▶ _INSTRUCTIONS TO FOLLOW_:
With pictures omitted, the line containing "Where can the glass" and all later lines of the records below are to be restated word for word.

"""

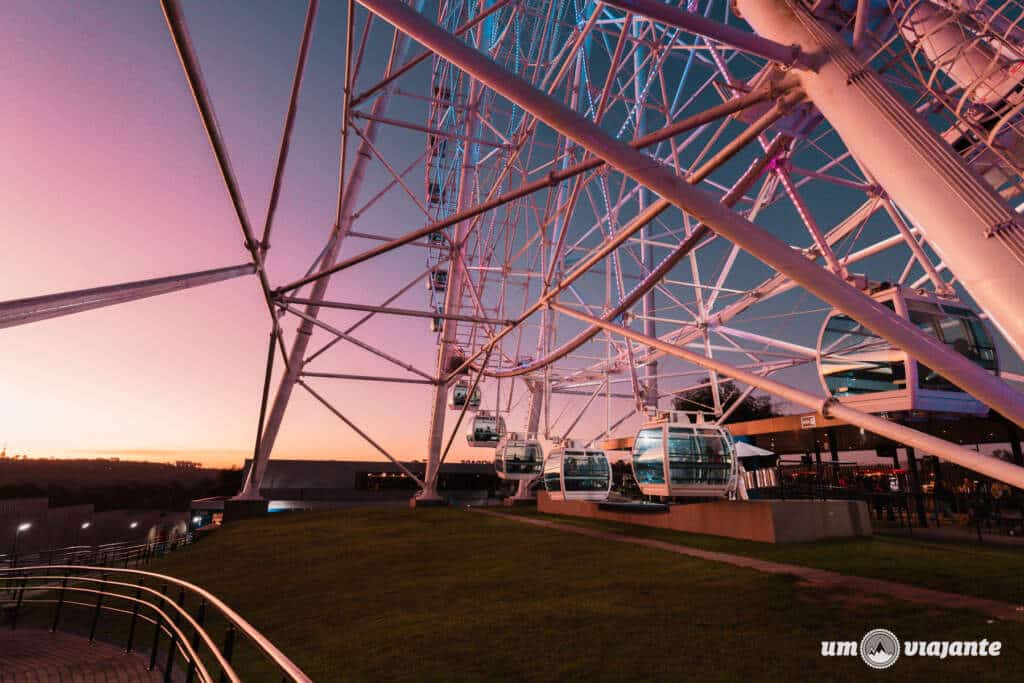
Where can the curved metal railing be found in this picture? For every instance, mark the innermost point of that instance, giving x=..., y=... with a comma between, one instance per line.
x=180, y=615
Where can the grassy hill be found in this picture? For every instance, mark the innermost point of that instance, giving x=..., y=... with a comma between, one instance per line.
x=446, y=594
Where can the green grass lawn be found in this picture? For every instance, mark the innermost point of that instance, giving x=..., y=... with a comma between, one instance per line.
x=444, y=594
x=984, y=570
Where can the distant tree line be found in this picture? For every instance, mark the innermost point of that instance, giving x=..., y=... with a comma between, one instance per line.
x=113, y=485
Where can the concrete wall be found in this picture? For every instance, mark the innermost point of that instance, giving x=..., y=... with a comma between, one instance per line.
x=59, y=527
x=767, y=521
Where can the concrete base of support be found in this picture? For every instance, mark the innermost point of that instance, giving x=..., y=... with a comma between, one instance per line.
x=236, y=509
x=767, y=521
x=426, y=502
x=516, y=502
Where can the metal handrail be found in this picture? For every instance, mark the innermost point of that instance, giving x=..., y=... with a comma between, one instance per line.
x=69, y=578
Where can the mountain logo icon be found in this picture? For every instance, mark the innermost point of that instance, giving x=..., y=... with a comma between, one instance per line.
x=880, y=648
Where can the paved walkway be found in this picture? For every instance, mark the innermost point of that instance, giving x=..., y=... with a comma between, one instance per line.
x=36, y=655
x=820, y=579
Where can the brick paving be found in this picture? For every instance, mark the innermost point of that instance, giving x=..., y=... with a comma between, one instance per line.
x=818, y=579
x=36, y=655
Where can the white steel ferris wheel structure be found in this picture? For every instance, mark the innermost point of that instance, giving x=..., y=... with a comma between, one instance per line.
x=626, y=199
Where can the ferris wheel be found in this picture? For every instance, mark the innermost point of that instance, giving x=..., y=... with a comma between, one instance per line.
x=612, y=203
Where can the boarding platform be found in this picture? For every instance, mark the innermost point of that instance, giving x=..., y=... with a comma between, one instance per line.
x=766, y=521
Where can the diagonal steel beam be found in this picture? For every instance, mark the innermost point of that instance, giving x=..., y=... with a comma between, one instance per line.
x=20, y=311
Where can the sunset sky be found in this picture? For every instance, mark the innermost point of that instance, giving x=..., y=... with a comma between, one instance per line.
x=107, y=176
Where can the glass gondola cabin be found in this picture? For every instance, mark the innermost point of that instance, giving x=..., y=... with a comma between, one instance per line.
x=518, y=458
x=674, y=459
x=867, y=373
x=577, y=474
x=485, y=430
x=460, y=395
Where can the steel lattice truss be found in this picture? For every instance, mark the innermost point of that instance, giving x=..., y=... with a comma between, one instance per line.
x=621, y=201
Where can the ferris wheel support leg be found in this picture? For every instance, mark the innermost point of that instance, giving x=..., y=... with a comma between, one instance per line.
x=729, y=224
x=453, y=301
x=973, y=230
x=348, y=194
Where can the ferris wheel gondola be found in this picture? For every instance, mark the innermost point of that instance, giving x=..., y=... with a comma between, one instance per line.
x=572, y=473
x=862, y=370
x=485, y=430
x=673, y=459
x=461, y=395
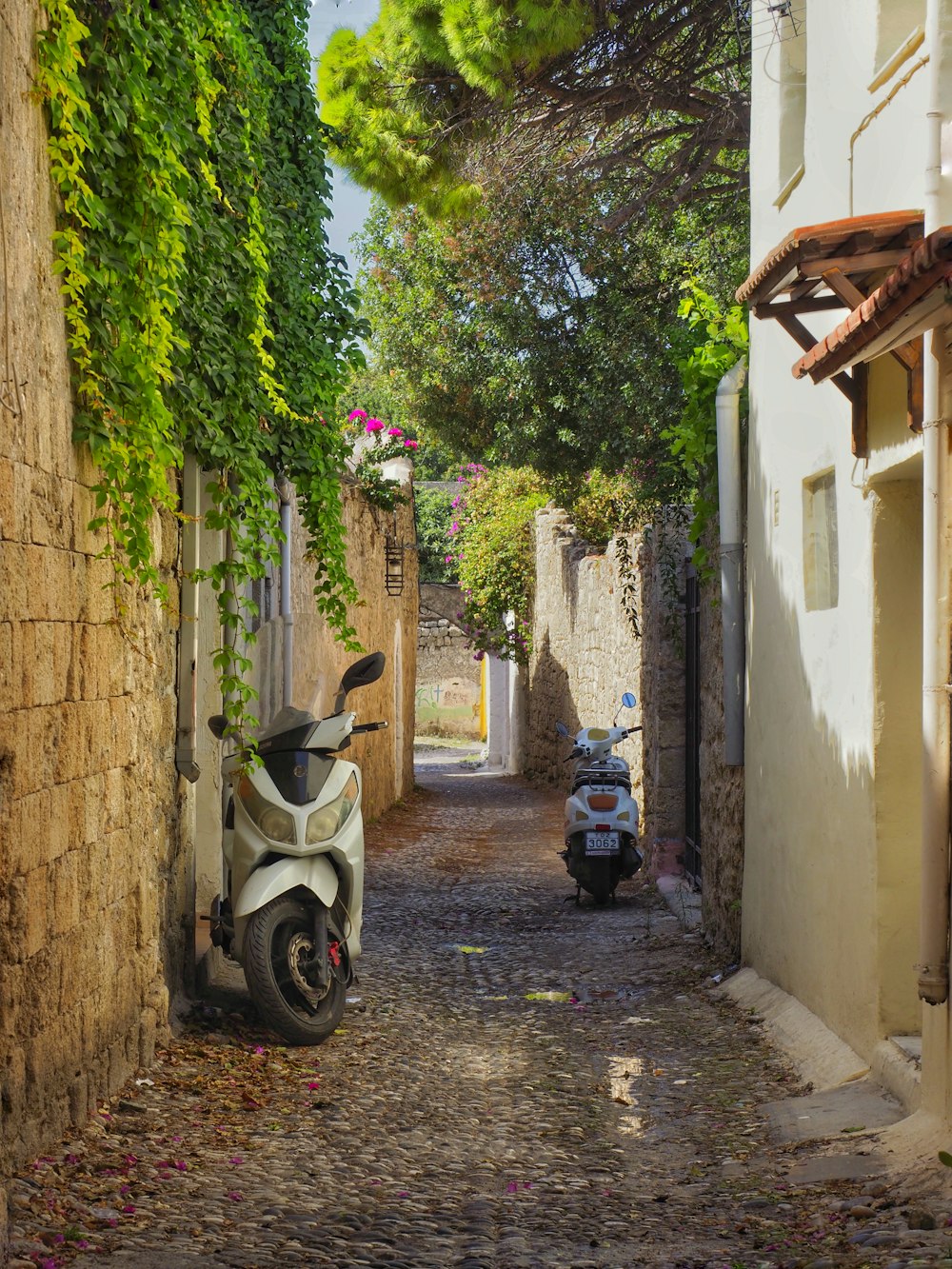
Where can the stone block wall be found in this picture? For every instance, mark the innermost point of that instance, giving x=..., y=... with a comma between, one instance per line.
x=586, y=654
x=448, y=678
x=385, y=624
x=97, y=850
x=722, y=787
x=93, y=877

"""

▶ _RESULT_:
Where can the glass gondola cabin be found in this picture? For every instance, mark the innermost point of that instance, giving x=..., y=... with a comma between, one instance per line.
x=518, y=458
x=674, y=459
x=867, y=373
x=577, y=474
x=485, y=430
x=460, y=395
Where can the steel lattice truss be found in this picture? For every instance, mark the innermost point of that instance, giving x=..., y=... with a comma between, one instance per line.
x=621, y=201
Where can the ferris wheel support leg be found in this picture? For every instance, mark the innermost point of that instance, giving x=..., y=... with a comma between, one instance per line.
x=729, y=224
x=453, y=301
x=973, y=230
x=348, y=194
Where can the ferris wheel gondola be found in this picture? For every instance, mark the innermost point of that instance, giving x=..., y=... with a comma between, one instance per line.
x=572, y=473
x=862, y=370
x=485, y=430
x=673, y=459
x=461, y=395
Where can the stone block wall be found in this picture? For every instance, mark the innermost point of that instance, giving x=..., y=... with a comma between, one instance per line.
x=586, y=654
x=448, y=678
x=385, y=624
x=97, y=850
x=722, y=787
x=93, y=877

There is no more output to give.